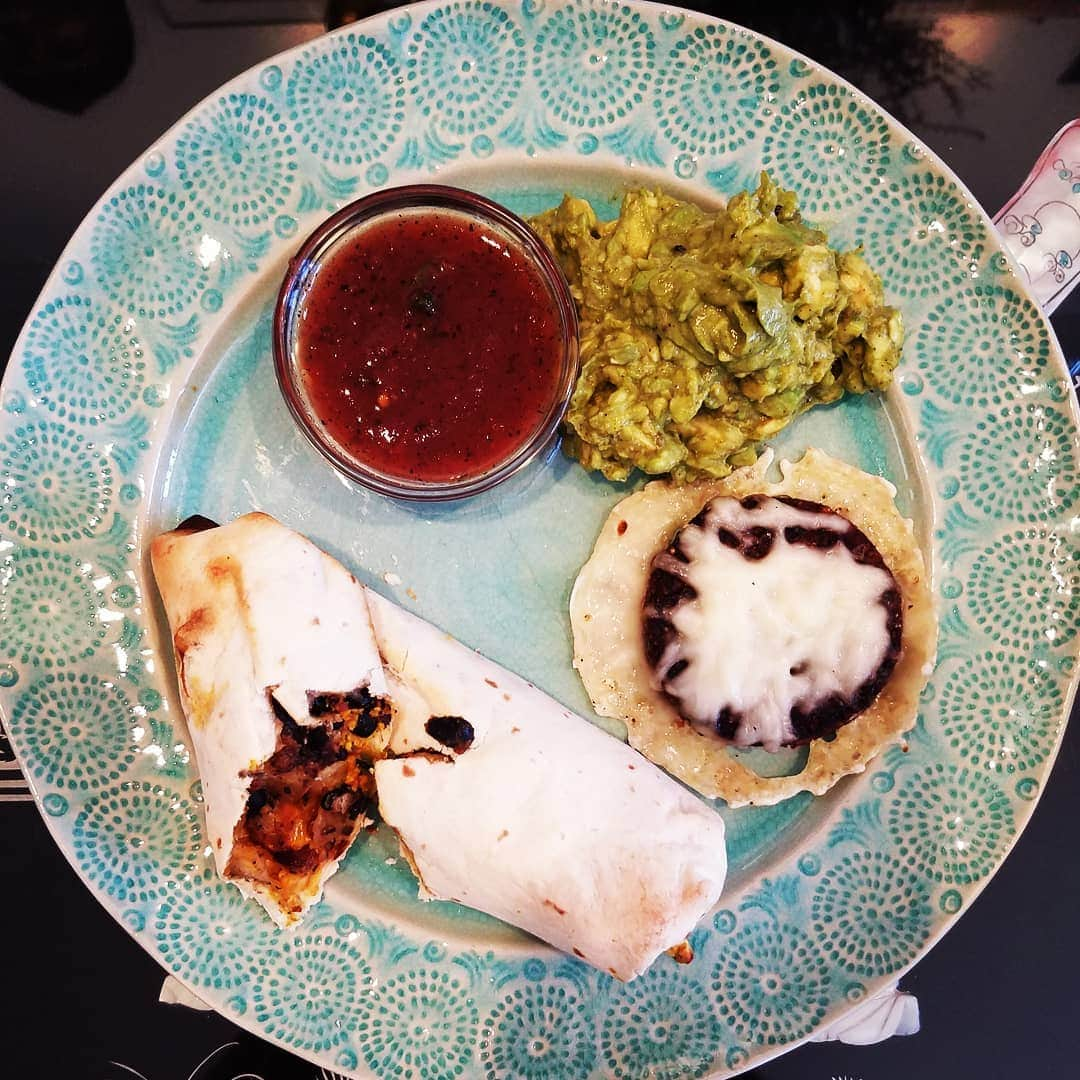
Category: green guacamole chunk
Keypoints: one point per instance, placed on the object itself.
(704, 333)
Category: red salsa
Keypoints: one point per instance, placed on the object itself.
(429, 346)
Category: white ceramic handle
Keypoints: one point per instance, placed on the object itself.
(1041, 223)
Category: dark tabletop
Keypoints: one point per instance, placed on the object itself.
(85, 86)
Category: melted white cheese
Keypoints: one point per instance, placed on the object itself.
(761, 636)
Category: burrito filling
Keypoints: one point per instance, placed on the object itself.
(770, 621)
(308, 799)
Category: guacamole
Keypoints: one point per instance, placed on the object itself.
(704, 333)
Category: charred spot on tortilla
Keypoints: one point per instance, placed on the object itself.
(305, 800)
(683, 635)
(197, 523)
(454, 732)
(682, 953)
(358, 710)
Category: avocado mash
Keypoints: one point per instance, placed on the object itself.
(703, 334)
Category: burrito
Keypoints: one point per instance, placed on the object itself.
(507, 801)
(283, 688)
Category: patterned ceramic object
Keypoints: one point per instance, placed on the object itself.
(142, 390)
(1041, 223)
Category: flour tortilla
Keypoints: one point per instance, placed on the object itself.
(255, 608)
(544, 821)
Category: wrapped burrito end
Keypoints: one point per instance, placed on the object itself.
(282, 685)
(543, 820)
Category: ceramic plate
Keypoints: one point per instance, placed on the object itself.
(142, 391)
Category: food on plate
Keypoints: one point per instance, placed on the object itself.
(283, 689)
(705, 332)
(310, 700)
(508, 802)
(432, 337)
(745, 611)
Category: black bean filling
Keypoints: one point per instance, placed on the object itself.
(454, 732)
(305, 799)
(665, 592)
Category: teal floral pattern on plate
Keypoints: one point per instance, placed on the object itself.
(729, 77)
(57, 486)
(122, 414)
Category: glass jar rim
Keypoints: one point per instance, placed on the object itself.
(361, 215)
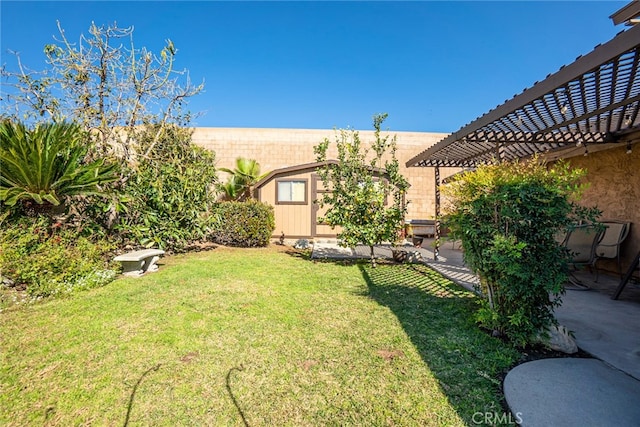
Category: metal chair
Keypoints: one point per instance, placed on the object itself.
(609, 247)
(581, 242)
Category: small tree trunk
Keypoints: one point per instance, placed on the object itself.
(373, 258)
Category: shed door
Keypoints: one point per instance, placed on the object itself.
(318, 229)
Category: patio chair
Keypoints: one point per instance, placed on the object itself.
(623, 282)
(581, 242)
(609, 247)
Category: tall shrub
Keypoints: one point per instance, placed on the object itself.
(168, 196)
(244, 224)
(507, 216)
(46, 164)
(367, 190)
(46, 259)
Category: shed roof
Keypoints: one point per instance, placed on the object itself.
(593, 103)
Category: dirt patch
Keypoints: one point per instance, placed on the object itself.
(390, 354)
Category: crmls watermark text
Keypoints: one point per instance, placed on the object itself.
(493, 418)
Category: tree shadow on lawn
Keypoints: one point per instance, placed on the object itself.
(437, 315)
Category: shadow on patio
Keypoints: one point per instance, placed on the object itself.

------------------------------------------------------------

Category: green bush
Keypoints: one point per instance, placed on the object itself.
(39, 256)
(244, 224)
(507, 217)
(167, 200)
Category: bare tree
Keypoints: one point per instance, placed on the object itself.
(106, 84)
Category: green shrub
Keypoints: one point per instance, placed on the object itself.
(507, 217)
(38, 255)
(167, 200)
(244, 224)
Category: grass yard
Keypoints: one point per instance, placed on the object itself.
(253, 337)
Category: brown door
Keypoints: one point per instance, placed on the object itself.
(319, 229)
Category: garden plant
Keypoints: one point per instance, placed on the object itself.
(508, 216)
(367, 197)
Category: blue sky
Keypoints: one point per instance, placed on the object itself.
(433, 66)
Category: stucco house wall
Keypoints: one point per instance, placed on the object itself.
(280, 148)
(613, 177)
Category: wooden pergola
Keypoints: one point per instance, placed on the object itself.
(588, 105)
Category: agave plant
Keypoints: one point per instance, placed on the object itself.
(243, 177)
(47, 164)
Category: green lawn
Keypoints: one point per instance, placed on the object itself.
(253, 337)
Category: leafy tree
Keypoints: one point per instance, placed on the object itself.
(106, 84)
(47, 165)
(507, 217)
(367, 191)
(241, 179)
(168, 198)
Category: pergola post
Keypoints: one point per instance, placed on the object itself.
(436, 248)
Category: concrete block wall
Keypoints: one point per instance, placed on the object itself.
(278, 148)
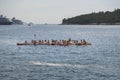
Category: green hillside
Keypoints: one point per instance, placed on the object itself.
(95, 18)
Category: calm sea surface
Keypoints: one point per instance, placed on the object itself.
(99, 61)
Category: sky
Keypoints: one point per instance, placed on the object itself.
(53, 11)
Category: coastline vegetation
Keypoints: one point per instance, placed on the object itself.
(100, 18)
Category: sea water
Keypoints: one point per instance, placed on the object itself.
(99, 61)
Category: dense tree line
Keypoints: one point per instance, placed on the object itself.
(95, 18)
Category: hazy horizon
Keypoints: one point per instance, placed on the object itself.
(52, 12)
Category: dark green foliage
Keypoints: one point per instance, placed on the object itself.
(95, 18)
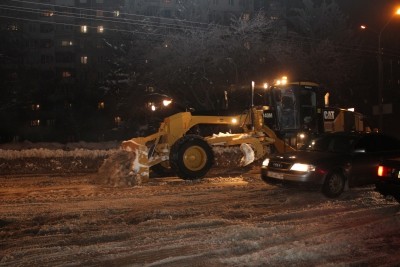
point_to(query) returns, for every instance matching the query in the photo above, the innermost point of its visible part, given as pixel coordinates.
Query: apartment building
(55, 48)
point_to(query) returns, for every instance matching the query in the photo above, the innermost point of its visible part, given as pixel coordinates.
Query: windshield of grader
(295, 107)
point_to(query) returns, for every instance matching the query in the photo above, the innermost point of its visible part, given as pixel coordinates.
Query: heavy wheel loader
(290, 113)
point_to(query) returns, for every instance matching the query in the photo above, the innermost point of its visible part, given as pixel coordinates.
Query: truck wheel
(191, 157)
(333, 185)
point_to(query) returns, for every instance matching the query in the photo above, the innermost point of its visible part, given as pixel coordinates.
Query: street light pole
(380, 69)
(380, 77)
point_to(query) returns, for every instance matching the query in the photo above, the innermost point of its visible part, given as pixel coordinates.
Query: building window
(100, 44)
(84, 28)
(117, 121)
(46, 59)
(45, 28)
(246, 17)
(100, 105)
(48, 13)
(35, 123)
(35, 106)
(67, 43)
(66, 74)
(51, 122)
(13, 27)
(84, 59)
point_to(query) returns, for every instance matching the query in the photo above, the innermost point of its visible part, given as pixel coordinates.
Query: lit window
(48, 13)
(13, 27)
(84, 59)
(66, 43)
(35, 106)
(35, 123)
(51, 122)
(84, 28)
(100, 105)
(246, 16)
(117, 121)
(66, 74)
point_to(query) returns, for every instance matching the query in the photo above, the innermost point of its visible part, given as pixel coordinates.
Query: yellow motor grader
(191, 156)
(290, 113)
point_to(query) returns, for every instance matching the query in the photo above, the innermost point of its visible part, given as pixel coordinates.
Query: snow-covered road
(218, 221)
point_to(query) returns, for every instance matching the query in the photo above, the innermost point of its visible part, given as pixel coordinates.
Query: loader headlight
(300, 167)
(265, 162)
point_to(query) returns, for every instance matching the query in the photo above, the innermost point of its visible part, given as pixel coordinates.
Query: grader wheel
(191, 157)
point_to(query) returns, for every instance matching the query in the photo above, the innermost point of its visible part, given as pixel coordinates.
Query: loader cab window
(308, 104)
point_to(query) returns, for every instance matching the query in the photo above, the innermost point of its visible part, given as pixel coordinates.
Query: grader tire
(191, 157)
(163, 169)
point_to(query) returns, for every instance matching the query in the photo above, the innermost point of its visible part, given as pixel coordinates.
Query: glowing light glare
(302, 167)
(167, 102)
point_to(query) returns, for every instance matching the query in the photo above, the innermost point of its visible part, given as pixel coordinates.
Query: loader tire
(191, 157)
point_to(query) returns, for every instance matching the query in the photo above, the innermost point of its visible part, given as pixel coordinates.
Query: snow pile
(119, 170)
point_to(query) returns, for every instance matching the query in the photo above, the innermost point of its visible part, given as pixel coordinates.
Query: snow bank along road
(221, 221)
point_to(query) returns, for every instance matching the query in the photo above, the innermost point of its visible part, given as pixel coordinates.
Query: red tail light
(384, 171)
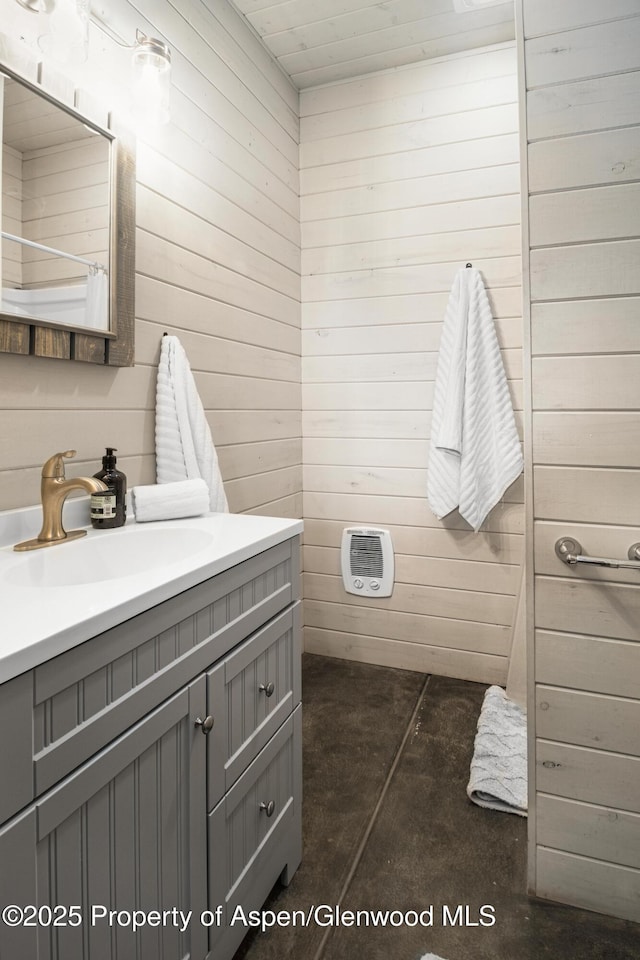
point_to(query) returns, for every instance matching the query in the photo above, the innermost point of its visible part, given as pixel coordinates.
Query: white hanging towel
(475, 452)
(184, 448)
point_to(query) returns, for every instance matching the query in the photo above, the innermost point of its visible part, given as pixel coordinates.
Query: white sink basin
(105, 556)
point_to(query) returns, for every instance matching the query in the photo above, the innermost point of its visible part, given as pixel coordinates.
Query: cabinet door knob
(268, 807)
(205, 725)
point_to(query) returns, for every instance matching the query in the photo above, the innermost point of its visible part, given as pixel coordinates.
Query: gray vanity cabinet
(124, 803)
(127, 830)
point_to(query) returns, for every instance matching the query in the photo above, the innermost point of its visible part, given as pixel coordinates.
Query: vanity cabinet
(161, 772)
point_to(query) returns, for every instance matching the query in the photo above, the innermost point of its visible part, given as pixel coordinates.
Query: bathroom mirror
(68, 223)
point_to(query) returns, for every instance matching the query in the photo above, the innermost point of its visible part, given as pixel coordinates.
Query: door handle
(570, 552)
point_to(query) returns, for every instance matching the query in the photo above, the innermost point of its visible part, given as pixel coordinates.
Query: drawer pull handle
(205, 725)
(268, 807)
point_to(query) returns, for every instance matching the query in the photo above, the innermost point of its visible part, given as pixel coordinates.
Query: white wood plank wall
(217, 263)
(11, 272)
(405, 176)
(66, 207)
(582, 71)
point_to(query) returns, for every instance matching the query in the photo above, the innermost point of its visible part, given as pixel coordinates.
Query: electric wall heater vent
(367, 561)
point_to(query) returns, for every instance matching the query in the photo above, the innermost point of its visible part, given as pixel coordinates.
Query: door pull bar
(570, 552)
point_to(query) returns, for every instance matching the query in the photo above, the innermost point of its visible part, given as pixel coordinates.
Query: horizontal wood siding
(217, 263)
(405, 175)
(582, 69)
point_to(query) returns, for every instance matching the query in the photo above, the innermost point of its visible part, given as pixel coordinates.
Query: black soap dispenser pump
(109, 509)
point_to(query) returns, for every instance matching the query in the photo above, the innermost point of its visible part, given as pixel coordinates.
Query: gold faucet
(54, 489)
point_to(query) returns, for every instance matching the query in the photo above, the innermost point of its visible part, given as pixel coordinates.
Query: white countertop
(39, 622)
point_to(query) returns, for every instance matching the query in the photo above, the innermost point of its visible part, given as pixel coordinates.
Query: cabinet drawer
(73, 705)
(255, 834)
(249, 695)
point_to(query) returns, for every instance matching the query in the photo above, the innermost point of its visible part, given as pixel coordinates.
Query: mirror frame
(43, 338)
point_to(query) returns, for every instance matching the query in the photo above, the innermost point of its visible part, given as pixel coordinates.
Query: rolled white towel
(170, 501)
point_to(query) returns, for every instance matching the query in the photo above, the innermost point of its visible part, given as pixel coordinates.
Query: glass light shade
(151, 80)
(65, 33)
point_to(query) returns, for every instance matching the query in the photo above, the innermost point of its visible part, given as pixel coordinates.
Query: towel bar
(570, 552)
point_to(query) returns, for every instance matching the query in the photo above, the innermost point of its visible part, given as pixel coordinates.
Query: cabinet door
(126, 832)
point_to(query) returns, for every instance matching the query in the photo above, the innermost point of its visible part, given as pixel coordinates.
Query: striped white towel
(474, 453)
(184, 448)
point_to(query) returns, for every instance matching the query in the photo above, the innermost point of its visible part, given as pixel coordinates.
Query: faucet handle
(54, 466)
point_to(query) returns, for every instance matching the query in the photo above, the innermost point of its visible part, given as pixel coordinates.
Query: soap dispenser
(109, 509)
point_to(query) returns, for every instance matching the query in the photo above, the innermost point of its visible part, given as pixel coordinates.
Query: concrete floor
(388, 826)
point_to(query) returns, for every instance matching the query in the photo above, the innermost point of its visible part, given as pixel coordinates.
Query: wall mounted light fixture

------------------------------------------------------------

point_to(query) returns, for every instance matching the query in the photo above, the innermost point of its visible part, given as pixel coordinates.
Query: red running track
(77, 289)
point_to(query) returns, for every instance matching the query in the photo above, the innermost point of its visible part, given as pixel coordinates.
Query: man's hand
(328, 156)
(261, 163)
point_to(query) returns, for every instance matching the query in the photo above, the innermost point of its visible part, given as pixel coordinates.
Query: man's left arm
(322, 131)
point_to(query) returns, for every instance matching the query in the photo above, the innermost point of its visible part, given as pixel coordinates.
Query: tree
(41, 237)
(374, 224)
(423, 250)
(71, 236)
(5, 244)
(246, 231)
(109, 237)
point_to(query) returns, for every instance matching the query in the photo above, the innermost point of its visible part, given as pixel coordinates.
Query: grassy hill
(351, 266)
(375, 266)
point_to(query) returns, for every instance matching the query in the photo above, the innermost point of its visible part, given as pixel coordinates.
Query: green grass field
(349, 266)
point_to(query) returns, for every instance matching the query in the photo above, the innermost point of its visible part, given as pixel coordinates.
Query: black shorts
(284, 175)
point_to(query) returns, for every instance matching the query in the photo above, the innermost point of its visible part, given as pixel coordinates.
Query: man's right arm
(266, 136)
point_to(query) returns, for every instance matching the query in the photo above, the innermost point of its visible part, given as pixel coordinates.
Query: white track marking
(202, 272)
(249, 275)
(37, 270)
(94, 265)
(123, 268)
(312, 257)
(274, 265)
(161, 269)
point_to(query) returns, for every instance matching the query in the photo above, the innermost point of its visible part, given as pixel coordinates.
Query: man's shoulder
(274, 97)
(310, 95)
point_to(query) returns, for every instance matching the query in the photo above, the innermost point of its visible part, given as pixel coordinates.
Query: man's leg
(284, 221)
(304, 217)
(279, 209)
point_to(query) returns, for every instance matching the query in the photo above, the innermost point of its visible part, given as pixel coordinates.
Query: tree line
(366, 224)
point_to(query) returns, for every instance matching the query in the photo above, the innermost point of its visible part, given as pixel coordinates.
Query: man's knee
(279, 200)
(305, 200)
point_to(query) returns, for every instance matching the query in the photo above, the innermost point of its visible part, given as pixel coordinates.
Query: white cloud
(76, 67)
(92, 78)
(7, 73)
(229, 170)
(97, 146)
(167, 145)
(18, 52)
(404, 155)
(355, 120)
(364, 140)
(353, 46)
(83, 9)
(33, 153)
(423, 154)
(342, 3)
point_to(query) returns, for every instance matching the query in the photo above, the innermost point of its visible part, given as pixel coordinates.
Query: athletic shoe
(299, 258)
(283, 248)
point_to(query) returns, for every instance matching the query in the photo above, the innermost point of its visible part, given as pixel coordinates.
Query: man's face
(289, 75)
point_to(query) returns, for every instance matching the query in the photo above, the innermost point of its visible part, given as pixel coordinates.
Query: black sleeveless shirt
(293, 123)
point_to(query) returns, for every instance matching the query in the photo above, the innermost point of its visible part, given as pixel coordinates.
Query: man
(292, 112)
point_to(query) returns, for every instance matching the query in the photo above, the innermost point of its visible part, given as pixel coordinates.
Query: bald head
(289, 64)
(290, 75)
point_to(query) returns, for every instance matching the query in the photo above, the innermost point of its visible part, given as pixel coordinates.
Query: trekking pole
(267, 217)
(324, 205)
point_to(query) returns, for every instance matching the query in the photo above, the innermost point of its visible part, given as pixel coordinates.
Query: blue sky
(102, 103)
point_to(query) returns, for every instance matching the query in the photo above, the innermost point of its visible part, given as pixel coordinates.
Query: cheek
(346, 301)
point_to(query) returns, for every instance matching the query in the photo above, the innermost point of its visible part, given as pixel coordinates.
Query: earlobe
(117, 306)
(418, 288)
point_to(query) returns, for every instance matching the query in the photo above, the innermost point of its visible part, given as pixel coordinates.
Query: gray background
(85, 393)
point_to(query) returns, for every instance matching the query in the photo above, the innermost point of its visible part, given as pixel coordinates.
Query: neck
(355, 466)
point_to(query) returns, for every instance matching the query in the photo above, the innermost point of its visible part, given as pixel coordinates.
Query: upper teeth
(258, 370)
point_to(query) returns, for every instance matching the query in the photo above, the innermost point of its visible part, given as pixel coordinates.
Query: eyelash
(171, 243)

------------------------------------------------------------

* What needs to be done: In the entries above, identify every line with the string "chair".

* Solution to the problem:
Category: metal chair
Category: patio chair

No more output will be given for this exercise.